## EXTRAIT
----------------

2008. 15 : 15e Dim après la TRINITE

15e Dimanche après la trinité – Genèse 2, 4b-9 & 10-15
EPAL – Service Lecteurs – Frédéric Gangloff


                        15e Dimanche après la trinité

                                     21 Août 2008

                            Genèse 2, 4b-9 & 10-15
 
                               Les biens terrestres

                     ou « La vie (à) côté (du) jardin » !

Chers sœurs et frères en Christ,

Ne sommes-nous pas tous à la recherche de notre paradis perdu ? N’y a t il pas au fond de chacun d’entre nous cette nostalgie d’un cocon douillet qui « existait avant » et duquel nous avons été brutalement extirpés, voire chassés ? La publicité « surfe » également sur cette vague d’un « Eden » promis à tous et qu’elle place à portée de nos mains ! Un lieu symbole d’harmonie, de pureté, d’innocence sur lequel on a habilement greffé l’idée de beauté éternelle, de jeunesse épanouie, de perfection à travers le slogan : « Parce que vous le valez bien ! »

Si seulement nous pouvions être tranquilles de temps en temps, loin des autres, de la foule, de la pollution, du stress quotidien, fuir la réalité, nous reconstruire un monde vierge où nous rêvons d’être protégés de toute agression, de toute contrainte, de toute fausse note…Il faut dire que l’intérêt croissant pour l’écologie et le souci pour la sauvegarde de la planète – et des réserves de pétrole ?- laissent entendre que nous pourrions revenir à une sorte d’état pré paradisiaque où l’humain et la création vivaient en parfaite symbiose… Comme si l’on pouvait restituer un lien sacré nous unissant à la nature mère. A condition qu’il n’ait jamais existé… Or ce n’est pas exactement cela qui est dit dans notre texte.

----------------

## ENREGISTREMENTS FOURNIS

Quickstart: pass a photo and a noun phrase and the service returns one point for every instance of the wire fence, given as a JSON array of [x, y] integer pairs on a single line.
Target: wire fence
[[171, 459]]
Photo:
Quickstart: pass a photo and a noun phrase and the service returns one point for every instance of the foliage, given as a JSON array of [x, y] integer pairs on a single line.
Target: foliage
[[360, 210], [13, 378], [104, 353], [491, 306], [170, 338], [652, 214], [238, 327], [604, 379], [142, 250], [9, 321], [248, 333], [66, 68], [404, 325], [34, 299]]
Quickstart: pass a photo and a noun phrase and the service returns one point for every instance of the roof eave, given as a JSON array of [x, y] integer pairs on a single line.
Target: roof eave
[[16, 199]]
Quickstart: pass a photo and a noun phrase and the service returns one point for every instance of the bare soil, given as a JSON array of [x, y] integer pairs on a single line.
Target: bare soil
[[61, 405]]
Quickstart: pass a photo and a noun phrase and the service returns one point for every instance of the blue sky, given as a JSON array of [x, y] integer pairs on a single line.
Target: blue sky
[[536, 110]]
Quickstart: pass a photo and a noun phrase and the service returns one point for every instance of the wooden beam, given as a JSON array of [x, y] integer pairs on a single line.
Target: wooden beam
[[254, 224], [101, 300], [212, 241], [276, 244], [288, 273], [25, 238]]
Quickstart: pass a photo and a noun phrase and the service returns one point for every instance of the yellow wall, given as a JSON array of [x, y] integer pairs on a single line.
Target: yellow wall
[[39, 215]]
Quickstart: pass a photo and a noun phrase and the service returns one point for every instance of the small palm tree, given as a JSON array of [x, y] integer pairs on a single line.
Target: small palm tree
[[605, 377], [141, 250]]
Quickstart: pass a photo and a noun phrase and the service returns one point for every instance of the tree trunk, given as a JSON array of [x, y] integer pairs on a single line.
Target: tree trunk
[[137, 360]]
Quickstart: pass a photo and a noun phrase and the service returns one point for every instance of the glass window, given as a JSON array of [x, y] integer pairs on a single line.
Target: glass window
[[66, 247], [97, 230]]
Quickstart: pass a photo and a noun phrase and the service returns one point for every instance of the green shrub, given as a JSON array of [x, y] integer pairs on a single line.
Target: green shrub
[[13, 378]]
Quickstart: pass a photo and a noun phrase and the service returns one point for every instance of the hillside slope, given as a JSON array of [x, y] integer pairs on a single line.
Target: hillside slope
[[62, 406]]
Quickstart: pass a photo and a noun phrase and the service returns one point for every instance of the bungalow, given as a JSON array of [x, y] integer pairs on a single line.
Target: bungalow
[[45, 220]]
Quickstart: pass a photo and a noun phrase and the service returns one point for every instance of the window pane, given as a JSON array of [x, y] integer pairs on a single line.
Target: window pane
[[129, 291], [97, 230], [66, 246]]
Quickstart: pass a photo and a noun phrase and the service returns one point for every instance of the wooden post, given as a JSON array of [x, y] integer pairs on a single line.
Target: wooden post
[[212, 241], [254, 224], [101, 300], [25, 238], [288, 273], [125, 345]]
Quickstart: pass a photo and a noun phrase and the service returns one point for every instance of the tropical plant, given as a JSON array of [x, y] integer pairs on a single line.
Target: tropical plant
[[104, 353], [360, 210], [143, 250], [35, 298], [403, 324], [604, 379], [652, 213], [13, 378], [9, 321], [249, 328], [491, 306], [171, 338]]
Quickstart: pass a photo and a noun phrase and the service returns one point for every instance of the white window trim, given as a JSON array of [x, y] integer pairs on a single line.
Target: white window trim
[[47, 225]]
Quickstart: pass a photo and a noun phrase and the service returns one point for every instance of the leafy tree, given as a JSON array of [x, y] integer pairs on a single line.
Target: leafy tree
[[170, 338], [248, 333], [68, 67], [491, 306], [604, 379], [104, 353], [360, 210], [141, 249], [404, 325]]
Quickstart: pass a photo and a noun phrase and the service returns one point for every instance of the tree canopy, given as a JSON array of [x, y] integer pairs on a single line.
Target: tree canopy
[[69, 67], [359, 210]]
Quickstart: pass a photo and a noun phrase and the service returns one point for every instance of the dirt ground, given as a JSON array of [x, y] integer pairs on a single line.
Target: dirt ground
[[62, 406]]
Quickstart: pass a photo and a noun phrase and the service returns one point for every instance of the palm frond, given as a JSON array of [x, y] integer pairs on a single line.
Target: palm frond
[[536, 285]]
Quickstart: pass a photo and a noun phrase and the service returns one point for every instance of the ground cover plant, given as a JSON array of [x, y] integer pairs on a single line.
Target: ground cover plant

----------------

## LISTE DES TÂCHES
**1)** Répondez aux questions suivantes sur l'extrait :
(a) Quelle date figure sous la mention « 15e Dimanche après la trinité » ?
(b) Quel slogan publicitaire est cité ?
(c) Quel passage biblique est indiqué comme texte du sermon ?
**2)** Poursuivez le sermon sur Genèse 2 après sa dernière phrase.

## LISTE DES RÉPONSES
**1)**
(a) 21 Août 2008
(b) « Parce que vous le valez bien ! »
(c) Genèse 2, 4b-9 & 10-15

**2)**
L’auteur de notre passage n’est visiblement pas intéressé dans les détails du processus de la création des cieux et de la terre. Contrairement à Genèse 1, on ne trouve pas la symbolique des jours de la semaine ni la mise à part du Sabbat. Dieu ne met pas l’ordre ni l’harmonie dans le chaos par sa parole. La création est un fait accompli. Sur ce caillou sec, le jardin qui va être planté par la suite ressemble à une oasis au milieu d’un désert. Ce modèle d’un « paradis réel » pour des nomades correspond à la vision de ces gens qui habitaient le fameux croissant fertile dans l’actuel Irak entre les fleuves du Tigre et de l’Euphrate.

Avant l’intervention divine, le sol est une steppe aride, à peine arrosée, à l’écart du rythme des saisons et de toute activité humaine. Toute vie dépend de la volonté de Dieu. D’ailleurs avant de planter le décor du jardin, Dieu en fabrique les personnages; une manière de souligner la place unique de l’homme dans le plan de son créateur. Ensuite le créateur le « modèle, forme » à partir de la poussière de la terre, matériau peu flatteur, et ce n’est que lorsqu’il lui insuffle dans les narines la vie que l’homme devient un véritable être vivant. Le souffle appartient à Dieu, seul susceptible d’animer la matière inerte. De plus, le premier homme n’est pas monsieur Adam, il ne porte pas de nom « propre ». Il est même plutôt « sale » car on peut l’appeler le terreux. Il représente l’ensemble de l’humanité. Le modelage de l’humain est un thème commun à tout le Proche-orient ancien. Dieu « plante » ensuite un jardin en Eden (à l’est) pour y placer l’homme au confluent des grands fleuves.

Au centre de ce jardin fertile surviennent deux symboles importants : 1. l’arbre de vie qui évoque la quête humaine de l’immortalité et la vedette dans le drame suivant, 2. l’arbre de la connaissance du bien et du mal. Au v. 16, Dieu donnera une consigne à l’homme, en l’interpellant, il reçoit ainsi sa qualité d’interlocuteur de Dieu et devient une personne responsable avec un choix de vie ou de mort.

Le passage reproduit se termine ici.